**BRIEF:**
For this exercise, print all of the entries exactly as given.

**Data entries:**
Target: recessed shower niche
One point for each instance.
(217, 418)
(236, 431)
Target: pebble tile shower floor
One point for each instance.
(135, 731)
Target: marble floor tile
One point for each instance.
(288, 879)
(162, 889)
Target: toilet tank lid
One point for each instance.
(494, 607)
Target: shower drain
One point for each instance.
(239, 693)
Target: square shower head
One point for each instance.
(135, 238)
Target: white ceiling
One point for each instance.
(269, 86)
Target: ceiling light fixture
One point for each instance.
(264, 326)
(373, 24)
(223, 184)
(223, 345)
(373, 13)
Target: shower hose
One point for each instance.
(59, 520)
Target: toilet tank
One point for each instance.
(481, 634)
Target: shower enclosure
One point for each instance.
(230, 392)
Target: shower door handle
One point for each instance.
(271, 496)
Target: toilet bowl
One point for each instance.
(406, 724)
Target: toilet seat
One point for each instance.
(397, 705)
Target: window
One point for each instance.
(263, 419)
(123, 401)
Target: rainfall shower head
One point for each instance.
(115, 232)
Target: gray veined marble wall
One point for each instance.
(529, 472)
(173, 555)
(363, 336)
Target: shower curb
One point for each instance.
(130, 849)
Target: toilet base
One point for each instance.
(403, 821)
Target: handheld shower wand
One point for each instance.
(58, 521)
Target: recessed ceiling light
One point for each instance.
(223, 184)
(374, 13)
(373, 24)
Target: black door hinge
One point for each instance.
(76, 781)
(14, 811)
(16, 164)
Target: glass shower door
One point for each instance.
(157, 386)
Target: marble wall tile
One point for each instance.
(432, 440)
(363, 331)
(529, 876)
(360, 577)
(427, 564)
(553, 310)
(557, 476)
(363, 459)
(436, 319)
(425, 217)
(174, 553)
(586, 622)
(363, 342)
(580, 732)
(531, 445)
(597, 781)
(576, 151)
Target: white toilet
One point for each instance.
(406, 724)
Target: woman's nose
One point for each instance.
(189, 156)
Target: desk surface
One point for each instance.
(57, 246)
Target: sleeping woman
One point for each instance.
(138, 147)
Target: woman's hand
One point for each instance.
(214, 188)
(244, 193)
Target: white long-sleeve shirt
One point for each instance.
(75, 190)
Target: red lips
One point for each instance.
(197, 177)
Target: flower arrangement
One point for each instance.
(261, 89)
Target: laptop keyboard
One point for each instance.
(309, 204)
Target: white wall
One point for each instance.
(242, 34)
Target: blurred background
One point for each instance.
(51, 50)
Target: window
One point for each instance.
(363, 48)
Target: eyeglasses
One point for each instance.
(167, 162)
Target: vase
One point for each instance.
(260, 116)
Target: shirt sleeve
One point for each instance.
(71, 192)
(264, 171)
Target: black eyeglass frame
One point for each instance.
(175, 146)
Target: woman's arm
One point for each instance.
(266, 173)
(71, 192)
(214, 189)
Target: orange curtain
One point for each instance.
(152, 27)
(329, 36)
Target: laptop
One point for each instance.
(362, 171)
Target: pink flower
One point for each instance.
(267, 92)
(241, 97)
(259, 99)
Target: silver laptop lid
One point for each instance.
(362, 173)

**EXERCISE OUTPUT:**
Target: recessed shower niche
One point for each instance.
(217, 418)
(236, 431)
Target: pebble tile shower floor
One point for each instance.
(135, 731)
Target: marble floor tile
One point for each instance.
(288, 879)
(162, 889)
Target: toilet tank lid
One point for each instance.
(494, 607)
Target: shower drain
One point for each instance.
(239, 693)
Target: square shower head
One point for each instance.
(135, 238)
Target: white ceiling
One point for each instance.
(269, 86)
Target: ceiling light fixture
One point for each instance.
(264, 326)
(373, 24)
(223, 184)
(223, 345)
(373, 13)
Target: shower hose
One point for each instance.
(59, 520)
Target: toilet tank
One point for each instance.
(481, 634)
Target: shower enclosure
One point for each instance.
(230, 392)
Target: shower door handle
One point for each instance.
(271, 496)
Target: toilet bowl
One point for each instance.
(406, 724)
Target: toilet seat
One point for each instance.
(397, 705)
Target: window
One point for each instance.
(263, 419)
(123, 401)
Target: rainfall shower head
One point for each instance.
(115, 232)
Target: gray veined marble wall
One point for each instance.
(529, 472)
(173, 555)
(363, 336)
Target: shower curb
One point for each instance.
(130, 849)
Target: toilet base
One point for each instance.
(403, 821)
Target: handheld shower wand
One point for each instance.
(58, 521)
Target: recessed ceiling light
One point for each instance.
(223, 184)
(374, 13)
(373, 24)
Target: black door hinge
One point for each instance.
(76, 781)
(14, 811)
(16, 164)
Target: glass shower door
One point for each instance.
(157, 386)
Target: marble wall tile
One point for each instance.
(432, 440)
(363, 331)
(529, 876)
(360, 577)
(427, 564)
(553, 310)
(557, 476)
(363, 459)
(436, 319)
(425, 217)
(174, 553)
(586, 622)
(363, 342)
(580, 732)
(531, 445)
(597, 781)
(576, 151)
Target: white toilet
One point for each instance.
(406, 724)
Target: woman's nose
One point for each instance.
(189, 156)
Target: desk surface
One point for each instance.
(57, 246)
Target: sleeping woman
One point for each instance.
(138, 147)
Target: woman's hand
One point for each instance.
(214, 188)
(244, 193)
Target: white long-sleeve shirt
One point for each instance.
(75, 190)
Target: red lips
One point for each instance.
(197, 177)
Target: flower arrangement
One point for each instance.
(261, 89)
Target: laptop keyboard
One point for each instance.
(309, 204)
Target: white wall
One point for each instance.
(242, 34)
Target: blurred background
One point for each instance.
(51, 50)
Target: window
One point for each instance.
(363, 48)
Target: eyeglasses
One point for each instance.
(167, 162)
Target: vase
One point for each instance.
(260, 116)
Target: shirt sleeve
One point for each instance.
(71, 192)
(264, 171)
Target: black eyeglass frame
One point for each instance.
(175, 146)
Target: woman's arm
One point for each instance.
(266, 173)
(71, 192)
(214, 189)
Target: orange curtain
One point for each instance.
(152, 27)
(329, 36)
Target: laptop
One point for each instance.
(362, 171)
Target: pink flower
One point for each instance.
(267, 92)
(241, 97)
(259, 99)
Target: silver laptop lid
One point for each instance.
(362, 173)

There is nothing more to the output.